### Görev
Lütfen aşağıdaki kayıtların tamamını, hiçbir satırı atlamadan ve hiçbir değişiklik yapmadan aynen kopyalayın.

··········

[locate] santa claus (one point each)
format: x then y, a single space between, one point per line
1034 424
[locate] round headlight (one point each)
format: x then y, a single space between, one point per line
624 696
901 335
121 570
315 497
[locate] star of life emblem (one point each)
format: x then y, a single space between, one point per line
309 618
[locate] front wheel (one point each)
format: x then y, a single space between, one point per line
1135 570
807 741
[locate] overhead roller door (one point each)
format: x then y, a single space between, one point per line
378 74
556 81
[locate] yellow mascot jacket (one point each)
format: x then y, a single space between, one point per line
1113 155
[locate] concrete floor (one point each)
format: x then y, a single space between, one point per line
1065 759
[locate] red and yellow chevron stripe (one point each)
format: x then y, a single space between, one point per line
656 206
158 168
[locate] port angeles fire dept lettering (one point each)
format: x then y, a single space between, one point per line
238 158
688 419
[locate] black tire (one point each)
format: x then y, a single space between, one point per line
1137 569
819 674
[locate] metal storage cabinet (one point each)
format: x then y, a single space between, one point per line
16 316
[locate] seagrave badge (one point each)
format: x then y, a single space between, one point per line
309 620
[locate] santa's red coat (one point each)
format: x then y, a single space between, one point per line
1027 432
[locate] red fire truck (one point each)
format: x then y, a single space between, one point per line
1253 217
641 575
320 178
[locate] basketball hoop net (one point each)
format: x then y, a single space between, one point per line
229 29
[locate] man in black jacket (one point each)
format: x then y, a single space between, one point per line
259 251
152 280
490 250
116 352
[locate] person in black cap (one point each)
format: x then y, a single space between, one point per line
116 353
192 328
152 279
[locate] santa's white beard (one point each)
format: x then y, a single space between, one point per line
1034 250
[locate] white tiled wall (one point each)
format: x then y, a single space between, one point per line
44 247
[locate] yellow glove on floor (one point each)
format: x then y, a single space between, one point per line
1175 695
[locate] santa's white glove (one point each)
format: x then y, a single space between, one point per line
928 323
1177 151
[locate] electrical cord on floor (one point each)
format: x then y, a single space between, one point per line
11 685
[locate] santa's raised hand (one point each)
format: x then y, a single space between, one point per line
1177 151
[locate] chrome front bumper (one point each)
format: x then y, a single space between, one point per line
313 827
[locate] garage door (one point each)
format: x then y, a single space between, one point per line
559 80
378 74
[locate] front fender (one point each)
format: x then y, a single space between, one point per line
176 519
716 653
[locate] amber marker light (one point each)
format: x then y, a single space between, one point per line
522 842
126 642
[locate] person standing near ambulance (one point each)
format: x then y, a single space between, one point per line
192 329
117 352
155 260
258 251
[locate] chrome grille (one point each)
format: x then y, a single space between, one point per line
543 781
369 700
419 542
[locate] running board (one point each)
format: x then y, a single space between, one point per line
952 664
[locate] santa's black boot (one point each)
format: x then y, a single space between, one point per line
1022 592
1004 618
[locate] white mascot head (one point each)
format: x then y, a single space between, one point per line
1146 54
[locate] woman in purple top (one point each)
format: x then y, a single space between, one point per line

··········

### Doğru cevap
[locate] santa claus (one point each)
format: x then y, a single space between, one point per line
1034 424
[locate] round headlight (one point each)
format: x then y, a single space between, one point per line
624 696
901 335
121 570
315 497
[locate] star of life emblem (one point each)
format: x then y, a single space between, one point per line
309 618
[locate] front wheel (one point each)
format: x then y, a single space between, one point per line
1135 570
807 741
[locate] overhead roller door (one point each)
format: x then y, a single space between, one point per line
378 74
556 81
[locate] yellow mascot jacket (one point each)
format: x then y, a single space between, one point per line
1113 155
[locate] concrete floor (one point each)
format: x then y, a single space between, one point per line
1065 759
[locate] red and yellow chevron stripe (one point each)
format: x then y, a single space between, one point per line
656 206
158 168
[locate] port angeles fire dept lettering (one point each)
format: x then y, a single space between, one point per line
238 158
688 419
[locate] black tire (one point each)
format: x then y, a single space between, one point per line
1137 569
819 674
[locate] metal storage cabinet (one point each)
format: x then y, a single space between, one point per line
16 316
[locate] seagrave badge (one point each)
format: x then y, a single space between, one point per line
309 620
[locate] santa's red coat (one point each)
format: x then y, a single space between, one point per line
1027 432
[locate] red fire truck (one point each)
format: x then y, a single space between, one point per line
1253 217
641 575
320 178
[locate] basketball hoop net (one point each)
format: x then y, a single space between, one point per line
229 29
[locate] man in black jacket (one point each)
format: x then y, a single space between, one point per line
259 251
152 280
490 250
116 352
[locate] person in black cap (one point each)
format: x then y, a single space between, one point per line
116 353
192 328
152 279
[locate] santa's white beard (one point each)
format: x then y, a single space between, one point per line
1034 250
[locate] white tiled wall (one point each)
format: x then y, a single space between, one point per line
44 247
[locate] yellow glove on floor (one point each)
format: x then y, a single space between, one point per line
1175 695
[locate] santa's white glove (one point each)
format: x then y, a single space between, one point per line
928 323
1177 151
[locate] electrical cord on floor (one point each)
format: x then y, a single space between, one point per line
11 685
[locate] santa's raised hand (one point each)
format: x then y, a single space between, one point per line
1177 151
[locate] chrome front bumper (one point each)
format: x then y, a single space between, one point per line
313 827
[locate] garage door (one point each)
format: x then y, a single space between, one point per line
559 80
378 74
[locate] front fender (one point each)
format: x then y, a single space between, one point per line
176 519
716 653
[locate] amber marker light (one point each)
format: x then y, a single space between, one point per line
522 842
126 642
[locate] person standing near ambulance (one point each)
format: x then y, a single space between, one point per line
192 329
117 352
155 260
258 251
[locate] chrome grille (one point each)
format: x then y, a single space between, one point per line
543 781
369 700
419 542
[locate] running board (one point each)
format: x then y, a single space between, one point per line
952 664
[locate] santa's black boot (one point each)
format: x then y, a single space between, one point per line
1022 592
1004 618
[locate] white mascot head (one point each)
format: x then y, a single space between, one point per line
1146 54
[locate] woman in purple top (one point each)
format: x then y, a single space between, one point per line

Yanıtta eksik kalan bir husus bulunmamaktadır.